課題.
以下の資料すべてについて、「marker」を「pin」に置き換え、それ以外は一切変えずに書き直してください。
--- 記録情報 ---
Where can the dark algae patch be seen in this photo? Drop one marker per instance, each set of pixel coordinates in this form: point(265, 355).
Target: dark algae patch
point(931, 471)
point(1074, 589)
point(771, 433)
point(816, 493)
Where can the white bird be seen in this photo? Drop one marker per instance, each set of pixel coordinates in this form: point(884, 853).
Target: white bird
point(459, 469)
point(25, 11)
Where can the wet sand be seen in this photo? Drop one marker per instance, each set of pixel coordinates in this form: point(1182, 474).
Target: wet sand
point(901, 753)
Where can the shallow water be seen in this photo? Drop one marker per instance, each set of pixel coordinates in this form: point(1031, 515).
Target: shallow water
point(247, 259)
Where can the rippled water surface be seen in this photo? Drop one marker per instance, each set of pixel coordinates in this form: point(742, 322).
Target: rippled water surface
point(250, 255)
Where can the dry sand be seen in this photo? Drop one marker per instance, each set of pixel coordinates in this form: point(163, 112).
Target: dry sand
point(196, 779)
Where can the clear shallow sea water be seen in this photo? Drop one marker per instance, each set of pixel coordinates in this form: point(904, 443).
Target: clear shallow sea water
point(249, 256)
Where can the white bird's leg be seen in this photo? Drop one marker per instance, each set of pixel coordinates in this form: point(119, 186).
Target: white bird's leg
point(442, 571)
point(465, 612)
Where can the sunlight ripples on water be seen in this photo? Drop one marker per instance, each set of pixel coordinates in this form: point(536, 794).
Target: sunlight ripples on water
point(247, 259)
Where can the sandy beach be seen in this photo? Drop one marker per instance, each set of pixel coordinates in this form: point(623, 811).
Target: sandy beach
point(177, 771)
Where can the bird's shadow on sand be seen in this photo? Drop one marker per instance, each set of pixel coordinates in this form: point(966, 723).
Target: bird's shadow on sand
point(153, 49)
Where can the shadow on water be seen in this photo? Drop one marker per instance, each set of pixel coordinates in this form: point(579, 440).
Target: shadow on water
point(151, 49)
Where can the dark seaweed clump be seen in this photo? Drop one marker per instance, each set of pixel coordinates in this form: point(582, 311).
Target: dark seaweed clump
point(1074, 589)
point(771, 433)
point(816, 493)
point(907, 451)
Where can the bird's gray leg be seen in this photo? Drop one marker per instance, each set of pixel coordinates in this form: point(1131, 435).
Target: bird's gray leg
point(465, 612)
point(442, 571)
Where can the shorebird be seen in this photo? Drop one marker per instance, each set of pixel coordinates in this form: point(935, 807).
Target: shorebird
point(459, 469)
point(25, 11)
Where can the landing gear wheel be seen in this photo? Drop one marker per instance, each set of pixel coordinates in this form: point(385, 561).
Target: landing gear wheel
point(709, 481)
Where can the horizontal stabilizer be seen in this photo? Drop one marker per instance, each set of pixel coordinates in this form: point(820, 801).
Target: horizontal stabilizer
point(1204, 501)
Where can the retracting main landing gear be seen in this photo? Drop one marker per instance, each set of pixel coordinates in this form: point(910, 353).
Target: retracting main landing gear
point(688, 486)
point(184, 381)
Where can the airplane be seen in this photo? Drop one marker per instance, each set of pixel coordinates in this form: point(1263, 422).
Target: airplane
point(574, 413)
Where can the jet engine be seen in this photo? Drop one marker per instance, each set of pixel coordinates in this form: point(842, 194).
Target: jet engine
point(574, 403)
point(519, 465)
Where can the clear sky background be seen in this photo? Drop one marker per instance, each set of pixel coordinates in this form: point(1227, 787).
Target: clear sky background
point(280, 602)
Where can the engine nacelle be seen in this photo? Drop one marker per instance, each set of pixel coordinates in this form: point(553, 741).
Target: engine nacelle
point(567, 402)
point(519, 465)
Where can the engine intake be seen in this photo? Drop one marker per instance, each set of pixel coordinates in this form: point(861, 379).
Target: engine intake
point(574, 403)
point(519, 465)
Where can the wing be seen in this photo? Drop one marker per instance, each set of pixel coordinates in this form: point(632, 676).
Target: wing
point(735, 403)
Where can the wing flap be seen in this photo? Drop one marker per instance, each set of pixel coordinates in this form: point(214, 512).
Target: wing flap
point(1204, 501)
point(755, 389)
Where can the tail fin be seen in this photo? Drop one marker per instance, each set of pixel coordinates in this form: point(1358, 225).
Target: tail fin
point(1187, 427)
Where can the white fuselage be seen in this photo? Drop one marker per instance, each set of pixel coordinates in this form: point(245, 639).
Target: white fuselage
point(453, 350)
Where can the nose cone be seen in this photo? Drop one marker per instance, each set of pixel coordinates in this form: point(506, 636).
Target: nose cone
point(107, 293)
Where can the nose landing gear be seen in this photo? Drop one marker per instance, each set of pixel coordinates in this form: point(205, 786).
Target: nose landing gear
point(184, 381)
---
課題への回答.
Where can the dark algae patch be seen in this photo? Drop one pin per instance, each set of pixel coordinates in this form: point(265, 355).
Target: dark algae patch
point(931, 471)
point(1074, 589)
point(771, 433)
point(816, 493)
Where can the white bird be seen in this photo? Drop one pin per instance, each set of pixel coordinates in this form: point(884, 853).
Target: white bird
point(459, 469)
point(25, 11)
Where can the wet sand be seen in this photo? Drop one pin per instance, each set of pixel coordinates in this form: point(1182, 474).
Target: wet sand
point(901, 753)
Where can the shallow water be seen in this photo? Drop one pin per instance, each set of pixel coordinates in this form: point(1031, 515).
Target: shallow water
point(247, 259)
Where can the rippled water surface be seen in this photo? Drop one pin per instance, each set of pixel coordinates in this form: point(742, 322).
Target: rippled water surface
point(250, 255)
Where can the dry sand be seen in this photo? Drop one pin per instance, each set of pixel coordinates in this form: point(163, 112).
Target: dry sand
point(196, 779)
Where can the clear shallow sea water be seen in this photo? Drop one pin per instance, each set of pixel coordinates in this form: point(904, 443).
Target: clear shallow sea water
point(249, 256)
Where can the white bird's leg be seen in this photo? Drop one pin per instance, each set of pixel coordinates in this form: point(119, 186).
Target: white bird's leg
point(442, 571)
point(465, 612)
Where can the sunlight ripples on water be seen in this photo? Drop one pin per instance, each set of pixel coordinates in this form: point(536, 794).
Target: sunlight ripples on water
point(247, 259)
Where can the sandy beach be seen in this photo? Drop one pin per instance, each set of pixel coordinates in this form: point(623, 811).
Target: sandy beach
point(177, 771)
Where can the bird's shadow on sand be seen in this photo? Drop one pin per instance, each set of pixel coordinates in this form: point(966, 723).
Target: bird's shadow on sand
point(153, 49)
Where can the shadow on water be seen in this photo? Drop one pin per instance, each set of pixel coordinates in this form: point(579, 440).
Target: shadow on water
point(151, 49)
Where can the dark seaweed clump be seen in this photo? Drop one pin per instance, each set of pixel coordinates in this form: point(582, 311).
Target: dark seaweed clump
point(1074, 589)
point(771, 433)
point(816, 493)
point(907, 451)
Where can the bird's gray leg be seen in this photo? Drop one pin per instance, each set of pixel coordinates in this form: point(1131, 435).
Target: bird's gray leg
point(465, 612)
point(442, 571)
Where can the shorebird be seen in this photo? Drop one pin per instance, each set of pixel coordinates in this form: point(935, 807).
Target: shorebird
point(459, 469)
point(25, 11)
Where can the landing gear wheel be seen in this photo? Drop one pin per instance, each set of pixel coordinates in this form: point(385, 561).
Target: landing gear wheel
point(709, 481)
Where can the horizontal stabilizer be seen in this photo? Drop one pin per instance, each set of pixel coordinates in this form: point(820, 801).
Target: horizontal stabilizer
point(1204, 501)
Where can the retracting main landing gear be seen in this photo? Drop one pin per instance, each set of pixel coordinates in this form: point(910, 353).
Target: retracting main landing gear
point(688, 486)
point(184, 381)
Where can the airplane be seen in this photo? Drop one pin per instance, each set of pixel coordinates in this form: point(1263, 422).
Target: airplane
point(574, 413)
Where can the jet engine be seen in this photo? Drop one pin per instance, each set of pixel coordinates in this form: point(842, 194).
Target: jet engine
point(574, 403)
point(519, 465)
Where can the clear sky background be seen in this photo? Drop one pin per instance, each set of pixel coordinates in this form: point(1227, 787).
Target: clear sky background
point(280, 602)
Where can the engine nacelle be seen in this photo? Drop one pin per instance, each set of pixel coordinates in this form: point(553, 741).
Target: engine nacelle
point(567, 402)
point(519, 465)
Where can the engine intake be seen in this photo? Drop one pin per instance, each set of pixel coordinates in this form: point(861, 379).
Target: engine intake
point(574, 403)
point(519, 465)
Where can the wing be seen in this photo? Drop one pin per instance, each set of pixel coordinates in this form: point(632, 676).
Target: wing
point(735, 403)
Where can the wing flap be seen in this photo? Drop one pin per instance, each set of pixel coordinates in this form: point(214, 512).
Target: wing flap
point(1204, 501)
point(755, 389)
Where can the tail fin be seen in this photo? Drop one pin per instance, each set of pixel coordinates in this form: point(1358, 225).
Target: tail fin
point(1187, 427)
Where can the white fuselage be seen in this photo? Drop one pin per instance, each set of pixel coordinates in this form: point(245, 639).
Target: white fuselage
point(453, 350)
Where can the nose cone be seen in this photo? Drop one pin per instance, each set of pixel coordinates in this form: point(506, 636).
Target: nose cone
point(107, 293)
Where can the nose landing gear be seen in this photo? Drop one pin per instance, each set of pixel coordinates in this form: point(205, 786).
Target: nose landing gear
point(184, 381)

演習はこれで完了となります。